Third, we must make Vladimir Putin and his closest associates feel economic pain as a result of his foreign aggression. Pursuant to the Countering America’s Adversaries Through Sanctions Act (CAATSA), the Treasury Department produced both classified and unclassified lists of senior Russian political figures and oligarchs. This list is critical because Putin's kleptocratic governance system relies on the support of corrupt oligarchs, whose loyalty is contingent on their ability to spend ill-gotten gains and enjoy life in the West. If these Kremlin-aligned oligarchs start to come under intense financial pressure as a result of their support for the Putin regime, the U.S. could have a key opportunity to disrupt Putin’s power base inside Russia.
While the unclassified oligarch's list was criticized for cribbing names from public reports, the classified list contains far more detail. This classified list should be scrubbed of any information that could jeopardize intelligence sources or methods, and then released publicly to expose high-level Russian corruption. The President should then sanction those on the list closest to the Putin regime.

■ DATA:
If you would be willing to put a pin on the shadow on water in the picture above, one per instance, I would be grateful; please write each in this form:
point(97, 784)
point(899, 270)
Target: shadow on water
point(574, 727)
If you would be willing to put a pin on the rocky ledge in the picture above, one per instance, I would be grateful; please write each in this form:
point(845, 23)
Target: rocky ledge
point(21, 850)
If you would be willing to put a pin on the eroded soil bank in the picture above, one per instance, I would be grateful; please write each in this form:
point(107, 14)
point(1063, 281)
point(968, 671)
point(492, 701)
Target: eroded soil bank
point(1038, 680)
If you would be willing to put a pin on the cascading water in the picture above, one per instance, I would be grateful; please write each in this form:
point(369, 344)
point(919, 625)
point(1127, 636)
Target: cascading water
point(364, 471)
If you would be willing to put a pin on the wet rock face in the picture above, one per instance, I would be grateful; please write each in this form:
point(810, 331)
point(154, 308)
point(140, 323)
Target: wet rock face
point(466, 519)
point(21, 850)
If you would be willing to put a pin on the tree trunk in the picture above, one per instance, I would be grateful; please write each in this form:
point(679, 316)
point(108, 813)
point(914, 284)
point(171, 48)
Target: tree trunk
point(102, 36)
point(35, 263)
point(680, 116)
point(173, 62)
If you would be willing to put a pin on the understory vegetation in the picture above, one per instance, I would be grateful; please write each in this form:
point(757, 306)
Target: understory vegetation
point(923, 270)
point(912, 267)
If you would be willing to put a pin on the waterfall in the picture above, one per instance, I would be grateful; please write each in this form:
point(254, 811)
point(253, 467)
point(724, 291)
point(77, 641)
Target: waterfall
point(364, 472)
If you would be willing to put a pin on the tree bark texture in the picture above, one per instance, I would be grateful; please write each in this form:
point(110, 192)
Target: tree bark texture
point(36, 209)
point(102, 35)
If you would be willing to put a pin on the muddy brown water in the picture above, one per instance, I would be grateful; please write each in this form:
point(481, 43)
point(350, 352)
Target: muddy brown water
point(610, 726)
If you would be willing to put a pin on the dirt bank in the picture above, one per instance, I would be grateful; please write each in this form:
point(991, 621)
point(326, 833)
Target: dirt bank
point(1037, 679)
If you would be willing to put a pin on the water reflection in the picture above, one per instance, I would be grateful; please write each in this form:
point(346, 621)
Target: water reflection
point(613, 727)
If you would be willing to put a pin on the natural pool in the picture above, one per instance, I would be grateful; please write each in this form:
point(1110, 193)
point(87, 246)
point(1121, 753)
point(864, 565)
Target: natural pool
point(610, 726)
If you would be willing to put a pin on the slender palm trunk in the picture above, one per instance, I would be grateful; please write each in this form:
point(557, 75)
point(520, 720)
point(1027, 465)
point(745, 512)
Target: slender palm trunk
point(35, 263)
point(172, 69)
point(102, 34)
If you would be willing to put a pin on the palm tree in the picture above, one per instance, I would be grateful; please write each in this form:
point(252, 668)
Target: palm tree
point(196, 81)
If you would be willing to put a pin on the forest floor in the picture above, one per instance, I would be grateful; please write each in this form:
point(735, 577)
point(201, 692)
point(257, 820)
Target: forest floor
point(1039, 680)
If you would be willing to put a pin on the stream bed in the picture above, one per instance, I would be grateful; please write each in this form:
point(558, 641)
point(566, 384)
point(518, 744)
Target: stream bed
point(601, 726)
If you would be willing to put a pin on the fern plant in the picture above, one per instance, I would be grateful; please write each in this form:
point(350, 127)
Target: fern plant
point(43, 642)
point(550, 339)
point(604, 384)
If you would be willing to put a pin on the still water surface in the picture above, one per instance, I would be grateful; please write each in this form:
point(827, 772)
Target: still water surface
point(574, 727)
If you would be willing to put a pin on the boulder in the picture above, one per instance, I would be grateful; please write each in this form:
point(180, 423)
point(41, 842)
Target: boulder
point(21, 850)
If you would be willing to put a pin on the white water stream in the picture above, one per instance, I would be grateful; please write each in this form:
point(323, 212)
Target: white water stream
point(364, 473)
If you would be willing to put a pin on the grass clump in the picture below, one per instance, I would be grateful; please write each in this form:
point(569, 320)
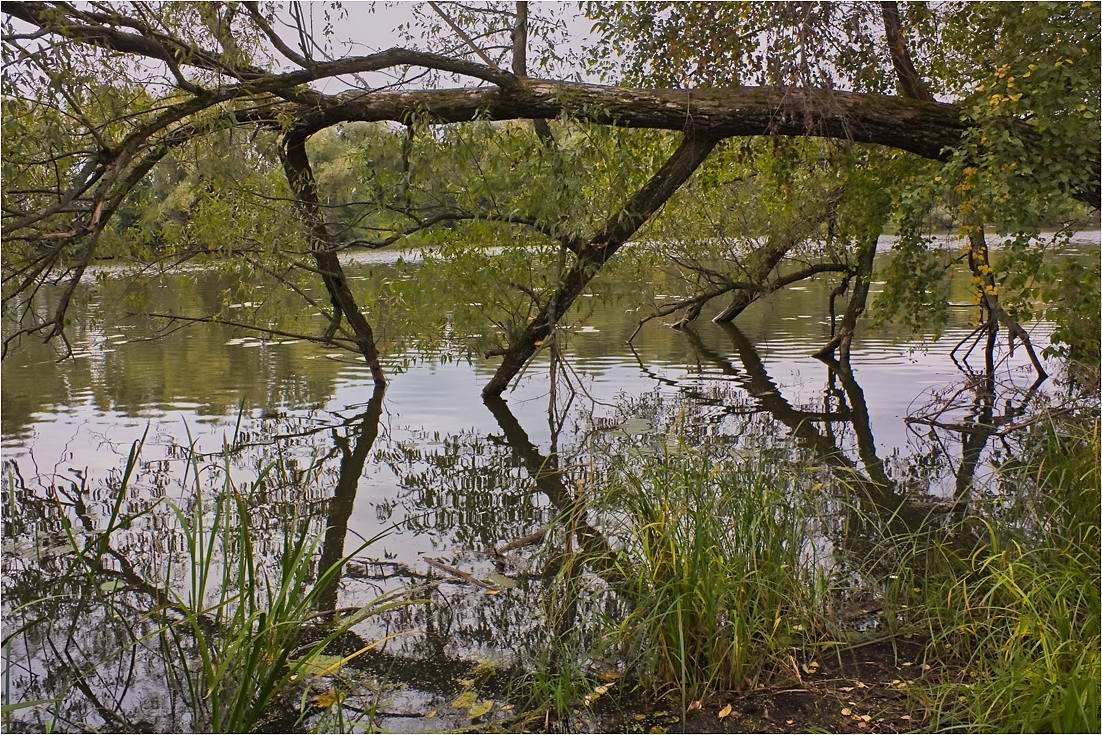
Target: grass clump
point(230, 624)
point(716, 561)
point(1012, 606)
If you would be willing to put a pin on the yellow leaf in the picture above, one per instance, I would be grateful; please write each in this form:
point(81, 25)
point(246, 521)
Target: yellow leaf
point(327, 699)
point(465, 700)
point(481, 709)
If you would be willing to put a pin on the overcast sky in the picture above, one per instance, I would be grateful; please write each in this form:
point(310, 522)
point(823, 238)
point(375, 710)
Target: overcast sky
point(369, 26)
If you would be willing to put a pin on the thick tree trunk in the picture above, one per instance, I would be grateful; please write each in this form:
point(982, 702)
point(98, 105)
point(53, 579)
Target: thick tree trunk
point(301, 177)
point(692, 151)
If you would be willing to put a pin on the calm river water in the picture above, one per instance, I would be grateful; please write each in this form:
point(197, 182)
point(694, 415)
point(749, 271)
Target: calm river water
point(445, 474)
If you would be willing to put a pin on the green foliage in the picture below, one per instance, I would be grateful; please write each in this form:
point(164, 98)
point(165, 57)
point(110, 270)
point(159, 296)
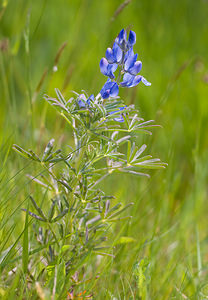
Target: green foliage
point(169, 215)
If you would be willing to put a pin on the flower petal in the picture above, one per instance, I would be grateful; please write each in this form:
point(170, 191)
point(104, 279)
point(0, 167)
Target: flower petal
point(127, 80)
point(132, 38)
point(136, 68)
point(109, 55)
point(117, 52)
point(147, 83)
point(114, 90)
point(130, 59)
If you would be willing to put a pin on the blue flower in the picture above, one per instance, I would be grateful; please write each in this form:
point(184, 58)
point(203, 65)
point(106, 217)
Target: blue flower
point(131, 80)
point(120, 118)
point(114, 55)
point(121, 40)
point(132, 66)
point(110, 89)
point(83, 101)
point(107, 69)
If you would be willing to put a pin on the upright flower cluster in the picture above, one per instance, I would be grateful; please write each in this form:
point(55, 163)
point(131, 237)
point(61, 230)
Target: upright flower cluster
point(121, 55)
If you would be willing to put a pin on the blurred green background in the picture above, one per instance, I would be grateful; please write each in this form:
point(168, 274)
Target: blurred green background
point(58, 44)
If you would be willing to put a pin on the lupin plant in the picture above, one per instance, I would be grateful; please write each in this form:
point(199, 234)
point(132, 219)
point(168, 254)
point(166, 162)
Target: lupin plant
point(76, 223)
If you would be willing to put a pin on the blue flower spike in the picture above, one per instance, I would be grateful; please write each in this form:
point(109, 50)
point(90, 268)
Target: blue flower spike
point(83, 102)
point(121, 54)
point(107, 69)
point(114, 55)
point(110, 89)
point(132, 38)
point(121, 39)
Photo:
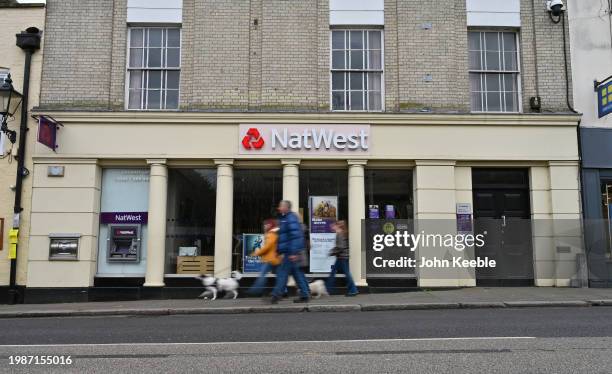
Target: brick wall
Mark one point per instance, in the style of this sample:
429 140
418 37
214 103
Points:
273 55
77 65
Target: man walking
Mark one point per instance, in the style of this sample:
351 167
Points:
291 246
--
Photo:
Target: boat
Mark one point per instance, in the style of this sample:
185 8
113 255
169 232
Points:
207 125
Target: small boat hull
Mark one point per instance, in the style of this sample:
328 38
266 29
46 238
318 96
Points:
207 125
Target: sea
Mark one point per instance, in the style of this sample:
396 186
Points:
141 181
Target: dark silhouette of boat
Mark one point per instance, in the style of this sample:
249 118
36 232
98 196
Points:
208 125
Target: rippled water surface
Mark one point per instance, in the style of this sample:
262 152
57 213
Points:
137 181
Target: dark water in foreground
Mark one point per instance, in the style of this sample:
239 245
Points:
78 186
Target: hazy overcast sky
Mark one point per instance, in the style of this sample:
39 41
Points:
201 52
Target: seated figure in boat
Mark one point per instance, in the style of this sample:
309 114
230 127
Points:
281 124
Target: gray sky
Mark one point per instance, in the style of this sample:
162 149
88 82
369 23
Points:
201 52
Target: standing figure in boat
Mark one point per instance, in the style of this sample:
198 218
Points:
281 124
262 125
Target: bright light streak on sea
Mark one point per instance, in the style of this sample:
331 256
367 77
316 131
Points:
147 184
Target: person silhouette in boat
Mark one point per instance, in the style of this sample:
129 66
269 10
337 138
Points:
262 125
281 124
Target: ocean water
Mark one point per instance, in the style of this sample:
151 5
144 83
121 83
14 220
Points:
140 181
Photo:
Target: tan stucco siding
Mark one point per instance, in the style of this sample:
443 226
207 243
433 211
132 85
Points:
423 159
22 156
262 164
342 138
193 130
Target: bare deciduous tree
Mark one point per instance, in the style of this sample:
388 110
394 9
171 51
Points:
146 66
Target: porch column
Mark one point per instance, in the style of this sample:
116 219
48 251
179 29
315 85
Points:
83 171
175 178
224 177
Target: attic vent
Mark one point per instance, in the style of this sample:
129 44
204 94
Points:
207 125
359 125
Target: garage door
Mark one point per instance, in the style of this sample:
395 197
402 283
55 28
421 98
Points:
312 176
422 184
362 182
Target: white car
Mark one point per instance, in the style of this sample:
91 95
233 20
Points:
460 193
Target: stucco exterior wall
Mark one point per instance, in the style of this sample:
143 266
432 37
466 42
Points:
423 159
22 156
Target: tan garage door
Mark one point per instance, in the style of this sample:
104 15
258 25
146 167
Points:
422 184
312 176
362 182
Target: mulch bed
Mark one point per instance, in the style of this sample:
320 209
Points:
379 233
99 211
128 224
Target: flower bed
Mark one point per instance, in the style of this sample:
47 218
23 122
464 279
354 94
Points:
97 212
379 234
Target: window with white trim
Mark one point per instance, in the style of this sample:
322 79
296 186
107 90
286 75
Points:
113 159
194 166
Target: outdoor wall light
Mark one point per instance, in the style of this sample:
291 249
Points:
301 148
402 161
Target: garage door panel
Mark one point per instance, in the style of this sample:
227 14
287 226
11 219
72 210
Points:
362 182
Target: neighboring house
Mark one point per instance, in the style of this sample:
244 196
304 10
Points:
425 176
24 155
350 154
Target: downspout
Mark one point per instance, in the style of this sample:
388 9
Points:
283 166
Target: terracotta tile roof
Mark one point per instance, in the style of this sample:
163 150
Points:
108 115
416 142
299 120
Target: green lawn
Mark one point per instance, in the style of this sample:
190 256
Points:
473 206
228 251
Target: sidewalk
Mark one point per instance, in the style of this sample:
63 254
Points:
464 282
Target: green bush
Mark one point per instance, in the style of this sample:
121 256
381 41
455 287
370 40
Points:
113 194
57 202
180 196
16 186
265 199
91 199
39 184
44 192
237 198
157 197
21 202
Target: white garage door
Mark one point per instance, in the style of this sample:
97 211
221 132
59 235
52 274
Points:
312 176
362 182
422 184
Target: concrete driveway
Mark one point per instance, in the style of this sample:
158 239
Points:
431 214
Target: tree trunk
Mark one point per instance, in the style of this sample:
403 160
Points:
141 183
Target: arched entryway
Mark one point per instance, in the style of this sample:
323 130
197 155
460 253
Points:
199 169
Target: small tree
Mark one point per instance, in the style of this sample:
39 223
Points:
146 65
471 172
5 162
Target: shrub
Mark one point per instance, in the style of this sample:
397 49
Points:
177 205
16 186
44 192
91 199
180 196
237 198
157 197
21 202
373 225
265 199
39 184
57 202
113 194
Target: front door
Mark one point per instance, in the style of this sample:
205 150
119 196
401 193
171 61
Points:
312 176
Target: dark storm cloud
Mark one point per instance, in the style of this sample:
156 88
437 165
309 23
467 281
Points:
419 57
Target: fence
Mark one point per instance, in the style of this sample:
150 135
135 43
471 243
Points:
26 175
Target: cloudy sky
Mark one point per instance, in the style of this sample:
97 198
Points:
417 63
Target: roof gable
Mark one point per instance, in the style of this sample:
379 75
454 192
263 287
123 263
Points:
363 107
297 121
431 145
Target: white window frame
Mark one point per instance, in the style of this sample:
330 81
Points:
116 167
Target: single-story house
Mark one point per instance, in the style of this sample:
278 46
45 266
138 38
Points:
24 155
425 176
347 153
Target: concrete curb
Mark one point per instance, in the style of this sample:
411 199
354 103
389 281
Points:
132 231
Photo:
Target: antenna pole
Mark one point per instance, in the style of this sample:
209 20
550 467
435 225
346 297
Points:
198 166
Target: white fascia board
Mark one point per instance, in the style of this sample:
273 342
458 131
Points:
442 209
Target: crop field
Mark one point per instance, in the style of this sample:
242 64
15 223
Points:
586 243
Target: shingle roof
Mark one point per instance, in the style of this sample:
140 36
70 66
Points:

■ WORK TO COMPLETE:
A - In the passage on sanctioning Russian oligarchs, replace "Treasury Department" with "Department of the Treasury" and give the text from "Third, we must" up to and including "base inside Russia.".
B - According to the passage on sanctioning Russian oligarchs, under which law did the Treasury Department produce its lists of senior Russian political figures and oligarchs?
The rows play no part in this work.

■ ANSWERS PROVIDED:
A -
Third, we must make Vladimir Putin and his closest associates feel economic pain as a result of his foreign aggression. Pursuant to the Countering America’s Adversaries Through Sanctions Act (CAATSA), the Department of the Treasury produced both classified and unclassified lists of senior Russian political figures and oligarchs. This list is critical because Putin's kleptocratic governance system relies on the support of corrupt oligarchs, whose loyalty is contingent on their ability to spend ill-gotten gains and enjoy life in the West. If these Kremlin-aligned oligarchs start to come under intense financial pressure as a result of their support for the Putin regime, the U.S. could have a key opportunity to disrupt Putin’s power base inside Russia.

B - The Countering America's Adversaries Through Sanctions Act (CAATSA).